▶ _ACTIVITY_: Copy each line of the records below that mentions the word "sign".

▶ _THE INPUT_:
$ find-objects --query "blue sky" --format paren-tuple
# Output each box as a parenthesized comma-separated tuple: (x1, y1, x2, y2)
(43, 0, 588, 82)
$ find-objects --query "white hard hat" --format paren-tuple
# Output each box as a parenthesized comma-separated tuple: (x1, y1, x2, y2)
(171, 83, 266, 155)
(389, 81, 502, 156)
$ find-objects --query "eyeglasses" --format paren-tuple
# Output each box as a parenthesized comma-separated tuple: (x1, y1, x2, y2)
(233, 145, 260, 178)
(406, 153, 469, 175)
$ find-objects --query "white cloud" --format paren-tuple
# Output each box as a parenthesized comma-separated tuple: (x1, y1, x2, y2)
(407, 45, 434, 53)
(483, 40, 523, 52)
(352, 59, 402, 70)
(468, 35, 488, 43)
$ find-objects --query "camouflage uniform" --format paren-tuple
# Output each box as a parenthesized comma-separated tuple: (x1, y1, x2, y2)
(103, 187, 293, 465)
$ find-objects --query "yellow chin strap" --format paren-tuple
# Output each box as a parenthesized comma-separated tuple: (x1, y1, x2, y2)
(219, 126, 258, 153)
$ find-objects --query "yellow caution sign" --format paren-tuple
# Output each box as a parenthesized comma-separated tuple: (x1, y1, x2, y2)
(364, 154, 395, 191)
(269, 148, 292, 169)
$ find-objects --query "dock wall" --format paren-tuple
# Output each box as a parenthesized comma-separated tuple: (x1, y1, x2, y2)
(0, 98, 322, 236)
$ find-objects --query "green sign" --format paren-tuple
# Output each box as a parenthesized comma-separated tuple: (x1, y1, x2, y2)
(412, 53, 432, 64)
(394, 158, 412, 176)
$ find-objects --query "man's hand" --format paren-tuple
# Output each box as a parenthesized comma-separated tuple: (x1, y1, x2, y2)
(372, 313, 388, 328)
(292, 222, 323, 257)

==

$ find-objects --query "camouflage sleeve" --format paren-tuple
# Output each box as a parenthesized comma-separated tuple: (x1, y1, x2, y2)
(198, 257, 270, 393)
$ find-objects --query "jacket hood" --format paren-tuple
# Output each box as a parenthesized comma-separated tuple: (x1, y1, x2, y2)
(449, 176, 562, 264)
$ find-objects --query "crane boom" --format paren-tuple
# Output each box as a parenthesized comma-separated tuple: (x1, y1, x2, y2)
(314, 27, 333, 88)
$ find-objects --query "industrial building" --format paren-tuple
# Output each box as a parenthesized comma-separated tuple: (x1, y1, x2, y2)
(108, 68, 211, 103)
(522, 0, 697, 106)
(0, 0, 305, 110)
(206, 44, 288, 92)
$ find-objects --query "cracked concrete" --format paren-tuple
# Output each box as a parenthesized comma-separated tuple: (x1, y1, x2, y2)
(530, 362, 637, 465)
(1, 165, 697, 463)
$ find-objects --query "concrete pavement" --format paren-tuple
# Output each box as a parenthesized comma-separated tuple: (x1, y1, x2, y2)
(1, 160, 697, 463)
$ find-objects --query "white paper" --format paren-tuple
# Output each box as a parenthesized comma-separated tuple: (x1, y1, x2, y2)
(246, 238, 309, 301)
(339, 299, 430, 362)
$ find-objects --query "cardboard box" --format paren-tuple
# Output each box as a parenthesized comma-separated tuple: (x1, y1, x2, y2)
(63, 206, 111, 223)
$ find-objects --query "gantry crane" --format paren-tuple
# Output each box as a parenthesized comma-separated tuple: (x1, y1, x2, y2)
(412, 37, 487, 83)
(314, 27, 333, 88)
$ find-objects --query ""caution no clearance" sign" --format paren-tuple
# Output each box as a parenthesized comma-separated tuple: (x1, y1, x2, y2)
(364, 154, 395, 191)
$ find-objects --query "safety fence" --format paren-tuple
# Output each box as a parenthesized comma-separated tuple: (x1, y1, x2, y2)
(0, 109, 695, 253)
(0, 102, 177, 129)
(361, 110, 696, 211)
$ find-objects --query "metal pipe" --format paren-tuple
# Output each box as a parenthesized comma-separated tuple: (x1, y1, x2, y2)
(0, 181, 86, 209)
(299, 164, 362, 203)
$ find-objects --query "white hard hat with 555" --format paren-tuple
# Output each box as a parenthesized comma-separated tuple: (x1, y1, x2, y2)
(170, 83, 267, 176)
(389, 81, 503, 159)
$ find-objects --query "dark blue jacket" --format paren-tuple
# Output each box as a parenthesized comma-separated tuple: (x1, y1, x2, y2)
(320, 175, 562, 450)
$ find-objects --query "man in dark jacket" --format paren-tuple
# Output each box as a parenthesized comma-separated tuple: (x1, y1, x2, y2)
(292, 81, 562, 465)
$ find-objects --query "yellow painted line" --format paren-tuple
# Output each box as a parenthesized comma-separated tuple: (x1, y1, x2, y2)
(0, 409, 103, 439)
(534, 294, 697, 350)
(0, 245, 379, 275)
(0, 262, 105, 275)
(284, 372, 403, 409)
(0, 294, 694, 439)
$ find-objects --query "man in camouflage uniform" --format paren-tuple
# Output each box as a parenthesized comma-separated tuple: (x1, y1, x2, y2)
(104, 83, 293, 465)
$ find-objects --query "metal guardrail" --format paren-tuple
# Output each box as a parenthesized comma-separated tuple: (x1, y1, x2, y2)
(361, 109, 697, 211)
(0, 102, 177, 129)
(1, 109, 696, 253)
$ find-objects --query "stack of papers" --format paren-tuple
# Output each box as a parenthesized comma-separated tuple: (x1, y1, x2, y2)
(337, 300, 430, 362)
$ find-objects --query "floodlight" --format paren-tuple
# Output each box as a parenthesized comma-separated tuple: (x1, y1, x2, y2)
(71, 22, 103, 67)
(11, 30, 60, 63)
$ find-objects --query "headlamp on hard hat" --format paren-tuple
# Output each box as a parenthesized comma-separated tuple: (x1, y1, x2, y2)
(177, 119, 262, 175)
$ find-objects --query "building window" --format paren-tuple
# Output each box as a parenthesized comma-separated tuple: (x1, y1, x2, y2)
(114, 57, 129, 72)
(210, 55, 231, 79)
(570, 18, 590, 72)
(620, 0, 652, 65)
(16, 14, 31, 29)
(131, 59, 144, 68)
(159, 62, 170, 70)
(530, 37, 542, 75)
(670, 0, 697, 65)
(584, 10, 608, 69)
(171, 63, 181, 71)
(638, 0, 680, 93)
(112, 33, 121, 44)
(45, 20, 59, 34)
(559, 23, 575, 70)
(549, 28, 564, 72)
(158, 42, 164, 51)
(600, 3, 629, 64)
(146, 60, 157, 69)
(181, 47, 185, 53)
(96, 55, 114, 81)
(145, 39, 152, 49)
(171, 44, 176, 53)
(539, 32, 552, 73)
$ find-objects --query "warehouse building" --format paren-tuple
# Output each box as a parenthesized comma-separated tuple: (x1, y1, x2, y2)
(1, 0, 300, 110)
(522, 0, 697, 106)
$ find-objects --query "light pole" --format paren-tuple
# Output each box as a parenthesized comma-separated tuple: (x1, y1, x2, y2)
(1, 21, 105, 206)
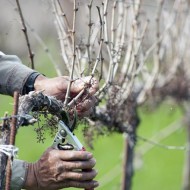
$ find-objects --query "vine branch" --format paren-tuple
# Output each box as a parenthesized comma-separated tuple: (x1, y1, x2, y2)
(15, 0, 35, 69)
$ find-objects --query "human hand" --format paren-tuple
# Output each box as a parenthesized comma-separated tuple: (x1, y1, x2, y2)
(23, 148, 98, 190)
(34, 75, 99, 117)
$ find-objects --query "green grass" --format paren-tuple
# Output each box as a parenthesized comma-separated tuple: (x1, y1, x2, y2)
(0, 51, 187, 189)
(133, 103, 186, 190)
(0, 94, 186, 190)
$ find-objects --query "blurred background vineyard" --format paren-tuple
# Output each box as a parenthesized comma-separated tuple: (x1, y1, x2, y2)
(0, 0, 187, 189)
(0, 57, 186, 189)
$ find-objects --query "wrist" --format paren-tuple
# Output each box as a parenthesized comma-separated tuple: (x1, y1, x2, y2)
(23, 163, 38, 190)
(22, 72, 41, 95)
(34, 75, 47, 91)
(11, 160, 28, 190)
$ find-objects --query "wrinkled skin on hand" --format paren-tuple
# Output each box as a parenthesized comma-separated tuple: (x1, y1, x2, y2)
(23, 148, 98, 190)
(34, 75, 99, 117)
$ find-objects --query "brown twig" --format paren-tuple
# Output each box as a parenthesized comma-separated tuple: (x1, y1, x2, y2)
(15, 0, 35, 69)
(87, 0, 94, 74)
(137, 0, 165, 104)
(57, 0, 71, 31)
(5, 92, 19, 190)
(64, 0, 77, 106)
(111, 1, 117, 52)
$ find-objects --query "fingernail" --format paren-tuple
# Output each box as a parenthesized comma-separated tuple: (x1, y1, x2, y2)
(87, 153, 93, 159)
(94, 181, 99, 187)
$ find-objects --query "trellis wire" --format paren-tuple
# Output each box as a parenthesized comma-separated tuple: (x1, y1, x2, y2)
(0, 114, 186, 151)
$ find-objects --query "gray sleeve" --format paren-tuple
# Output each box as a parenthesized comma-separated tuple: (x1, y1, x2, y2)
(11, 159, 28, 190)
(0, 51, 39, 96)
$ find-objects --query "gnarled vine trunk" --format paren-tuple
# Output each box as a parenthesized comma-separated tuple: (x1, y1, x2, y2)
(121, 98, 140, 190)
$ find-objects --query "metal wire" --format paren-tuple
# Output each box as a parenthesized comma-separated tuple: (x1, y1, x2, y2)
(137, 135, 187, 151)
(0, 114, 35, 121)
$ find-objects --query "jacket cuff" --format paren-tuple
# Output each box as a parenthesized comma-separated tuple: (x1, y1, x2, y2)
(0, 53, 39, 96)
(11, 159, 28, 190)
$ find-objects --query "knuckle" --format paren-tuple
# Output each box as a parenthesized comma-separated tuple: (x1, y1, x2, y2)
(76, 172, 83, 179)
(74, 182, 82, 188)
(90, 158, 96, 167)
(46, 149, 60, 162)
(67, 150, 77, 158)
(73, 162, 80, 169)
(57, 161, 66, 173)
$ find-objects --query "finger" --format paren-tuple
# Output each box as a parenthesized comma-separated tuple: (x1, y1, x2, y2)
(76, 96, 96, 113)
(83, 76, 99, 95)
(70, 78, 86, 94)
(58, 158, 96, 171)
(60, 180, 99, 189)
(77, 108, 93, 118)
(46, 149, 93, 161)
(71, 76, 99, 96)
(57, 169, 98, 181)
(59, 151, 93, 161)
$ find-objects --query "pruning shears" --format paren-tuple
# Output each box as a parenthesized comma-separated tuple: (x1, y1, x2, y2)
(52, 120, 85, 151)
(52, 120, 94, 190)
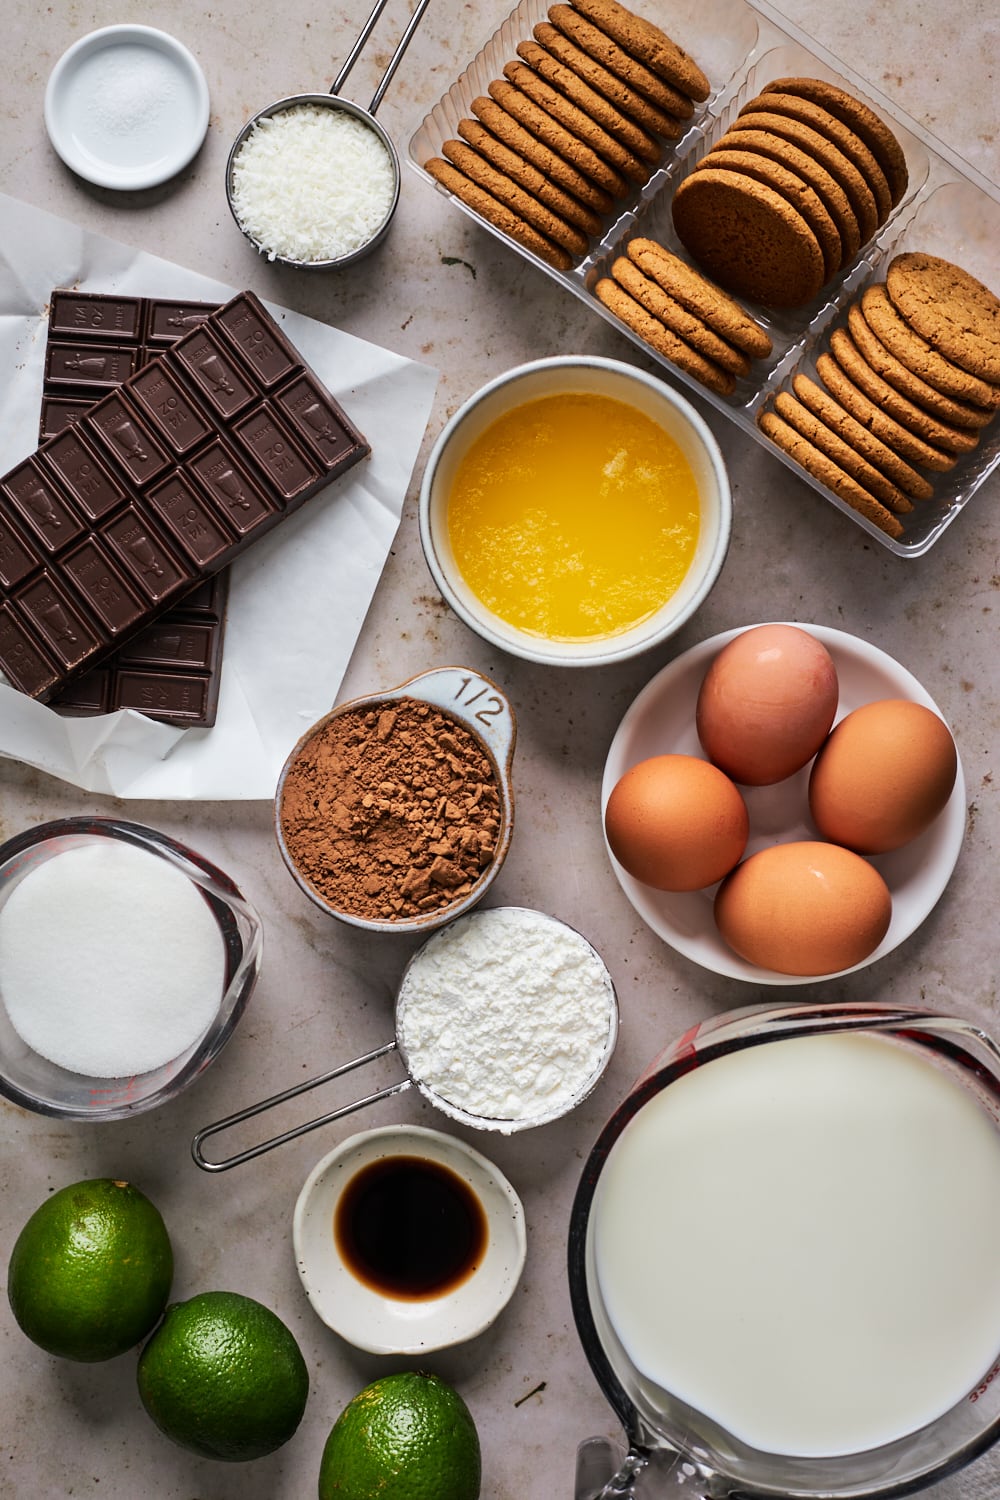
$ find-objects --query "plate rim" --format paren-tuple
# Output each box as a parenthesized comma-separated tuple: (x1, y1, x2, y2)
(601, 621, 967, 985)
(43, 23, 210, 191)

▶ _REPLY_:
$ find-objects --query "yellow caution sign" --format paren-tuple
$ find-objects --query "green sign" --format paren-tuple
$ find-objects --query ""caution no clearance" sign" --format paren-tuple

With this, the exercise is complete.